--- start Dataset entries ---
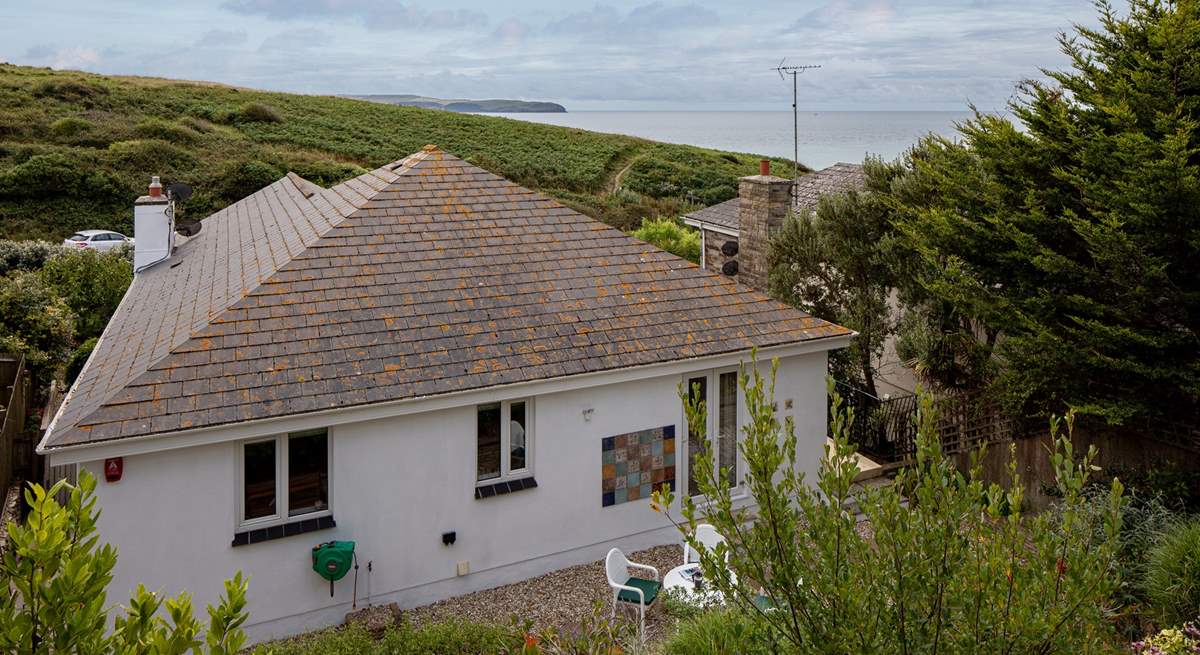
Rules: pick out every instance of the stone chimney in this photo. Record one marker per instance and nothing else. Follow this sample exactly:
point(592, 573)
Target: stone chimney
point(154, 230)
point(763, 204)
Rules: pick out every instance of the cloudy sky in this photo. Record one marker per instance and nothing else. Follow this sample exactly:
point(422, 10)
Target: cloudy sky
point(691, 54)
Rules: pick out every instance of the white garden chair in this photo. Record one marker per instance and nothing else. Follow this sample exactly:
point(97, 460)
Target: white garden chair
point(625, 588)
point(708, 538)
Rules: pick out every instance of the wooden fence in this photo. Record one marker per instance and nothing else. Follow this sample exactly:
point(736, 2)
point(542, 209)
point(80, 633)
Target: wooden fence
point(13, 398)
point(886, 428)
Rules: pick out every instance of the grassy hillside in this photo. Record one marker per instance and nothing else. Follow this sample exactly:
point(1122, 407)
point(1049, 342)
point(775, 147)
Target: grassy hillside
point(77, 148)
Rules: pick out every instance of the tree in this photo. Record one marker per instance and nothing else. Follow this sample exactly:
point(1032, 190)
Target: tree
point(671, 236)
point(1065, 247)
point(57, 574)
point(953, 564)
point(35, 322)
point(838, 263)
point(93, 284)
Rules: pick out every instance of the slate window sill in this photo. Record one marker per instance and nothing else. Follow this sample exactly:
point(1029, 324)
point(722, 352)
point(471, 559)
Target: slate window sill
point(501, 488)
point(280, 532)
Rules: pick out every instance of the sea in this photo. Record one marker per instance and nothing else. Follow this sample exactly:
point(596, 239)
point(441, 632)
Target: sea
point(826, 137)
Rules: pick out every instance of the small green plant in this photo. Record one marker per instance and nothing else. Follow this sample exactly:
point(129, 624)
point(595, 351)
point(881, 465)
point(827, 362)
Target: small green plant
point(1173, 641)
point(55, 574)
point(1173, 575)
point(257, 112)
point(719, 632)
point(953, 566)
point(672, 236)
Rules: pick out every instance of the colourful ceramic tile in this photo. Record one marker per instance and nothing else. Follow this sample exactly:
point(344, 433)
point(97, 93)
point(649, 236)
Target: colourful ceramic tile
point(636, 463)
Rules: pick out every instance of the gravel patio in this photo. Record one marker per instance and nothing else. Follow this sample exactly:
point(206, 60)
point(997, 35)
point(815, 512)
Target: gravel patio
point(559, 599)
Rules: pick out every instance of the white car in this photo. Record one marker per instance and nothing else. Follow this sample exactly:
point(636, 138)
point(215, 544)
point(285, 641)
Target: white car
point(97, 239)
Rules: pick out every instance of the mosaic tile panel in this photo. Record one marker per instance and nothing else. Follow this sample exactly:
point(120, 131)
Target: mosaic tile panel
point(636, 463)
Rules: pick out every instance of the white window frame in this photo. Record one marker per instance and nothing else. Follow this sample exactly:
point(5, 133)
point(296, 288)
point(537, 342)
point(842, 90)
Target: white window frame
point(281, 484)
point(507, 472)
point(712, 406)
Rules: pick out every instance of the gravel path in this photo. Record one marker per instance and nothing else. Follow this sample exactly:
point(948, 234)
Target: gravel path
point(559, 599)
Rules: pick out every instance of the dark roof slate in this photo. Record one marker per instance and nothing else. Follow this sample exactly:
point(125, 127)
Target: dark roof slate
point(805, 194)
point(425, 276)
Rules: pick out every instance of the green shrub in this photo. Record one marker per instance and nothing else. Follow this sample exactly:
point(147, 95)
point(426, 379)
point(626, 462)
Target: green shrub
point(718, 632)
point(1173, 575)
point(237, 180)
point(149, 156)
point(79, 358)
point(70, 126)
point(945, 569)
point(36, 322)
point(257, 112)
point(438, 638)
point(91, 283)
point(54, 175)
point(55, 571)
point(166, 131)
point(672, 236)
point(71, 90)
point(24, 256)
--- end Dataset entries ---
Prompt: Copy every one of the rows above word for word, leaving out the pictures.

Worked solution:
Rules: pick out every instance of the stone chimney in this photo. Record one marker per instance and nothing else. Follow this sample exactly:
point(592, 573)
Target: stone chimney
point(154, 230)
point(763, 204)
Rules: pick out every instance of the cloudy sky in this photo. Record one marker per instance and nothing else. Follow this sample exactly:
point(422, 10)
Target: cloudy sky
point(691, 54)
Rules: pick out every instance of the white garden chair in this photo. Record one marker per instance and nothing else. Follow this sample exactly:
point(97, 460)
Target: white garden chair
point(625, 588)
point(708, 538)
Rules: pick out every instance of the wooden fence in this photo. Record one marker per instance and nothing else. Follow this sample exactly:
point(736, 2)
point(542, 209)
point(80, 633)
Target: wooden fence
point(13, 398)
point(886, 428)
Rules: pick out every instance of the grassy hillside in this photo. Record one marker per instance and nothing else. Follow this sample exactly:
point(1122, 407)
point(1049, 342)
point(775, 147)
Target: grassy hillside
point(77, 148)
Rules: pick out every instance of the tree in this photo. Record one marker per instance and nothing else. Follow this sample exactly:
point(1032, 190)
Target: tree
point(671, 236)
point(1065, 247)
point(57, 574)
point(953, 564)
point(35, 322)
point(838, 263)
point(93, 284)
Rules: pick out every instance of the slate window sill in this photo. Record one marker per instance and nothing else. Follow this sample exactly:
point(1029, 324)
point(722, 352)
point(471, 559)
Target: slate window sill
point(501, 488)
point(280, 532)
Rules: pick out every instance of the sea in this photo. Record one marker per instance and nothing else. Follow this sample exactly:
point(596, 239)
point(441, 632)
Target: sea
point(826, 137)
Rules: pick out every instance of the small green plant in this photo. Record one marker per instance and nothing else. Follow this sample exactly:
point(129, 624)
point(595, 351)
point(881, 465)
point(827, 362)
Target: small green plant
point(1173, 641)
point(55, 574)
point(1173, 575)
point(257, 112)
point(719, 632)
point(953, 566)
point(672, 236)
Rules: pick out every instance of the colourful ceramic tile in this photo. Record one marker per instance and nothing else. Follow this sample exactly:
point(344, 433)
point(97, 93)
point(649, 236)
Target: colourful ceramic tile
point(636, 463)
Rules: pick out every instance of the gravel patio in this photo. Record one marker per instance and nothing else. Follow this sample exactly:
point(206, 60)
point(997, 35)
point(815, 512)
Target: gravel patio
point(559, 599)
Rules: pick out every instance of the white car in this photo. Record one marker per instance and nothing else. Follow this sample exactly:
point(636, 138)
point(215, 544)
point(285, 641)
Target: white car
point(97, 239)
Rules: pick out every instance of the mosaic tile panel in this photo. Record one marker per instance and nothing else. Follow this sample exactly:
point(120, 131)
Target: mosaic tile panel
point(636, 463)
Rules: pick out every instance of the white window frame in this photo. Record one marker per instance and nothing else. Follow this sample exactly:
point(5, 133)
point(296, 288)
point(537, 342)
point(842, 90)
Target: white window frame
point(281, 484)
point(507, 472)
point(712, 406)
Rules: pick out every instance of the gravel path in this photo. Record one marker per instance and nothing else. Follow this sample exactly:
point(948, 234)
Target: gravel path
point(559, 599)
Rules: pick out every instance of the dark roof slate in this photo. Record one marker per instance and nothing else. Follow this sample exactly:
point(125, 127)
Target: dark roof slate
point(805, 194)
point(425, 276)
Rules: pick out every instance of the green shrub in this photo. Record one marker per instance and nothing else. Follow this sample exactly:
point(147, 95)
point(426, 379)
point(626, 462)
Target: green shrub
point(718, 632)
point(1173, 575)
point(237, 180)
point(149, 156)
point(79, 358)
point(70, 126)
point(945, 569)
point(36, 322)
point(257, 112)
point(438, 638)
point(91, 283)
point(54, 175)
point(55, 571)
point(166, 131)
point(672, 236)
point(71, 90)
point(24, 256)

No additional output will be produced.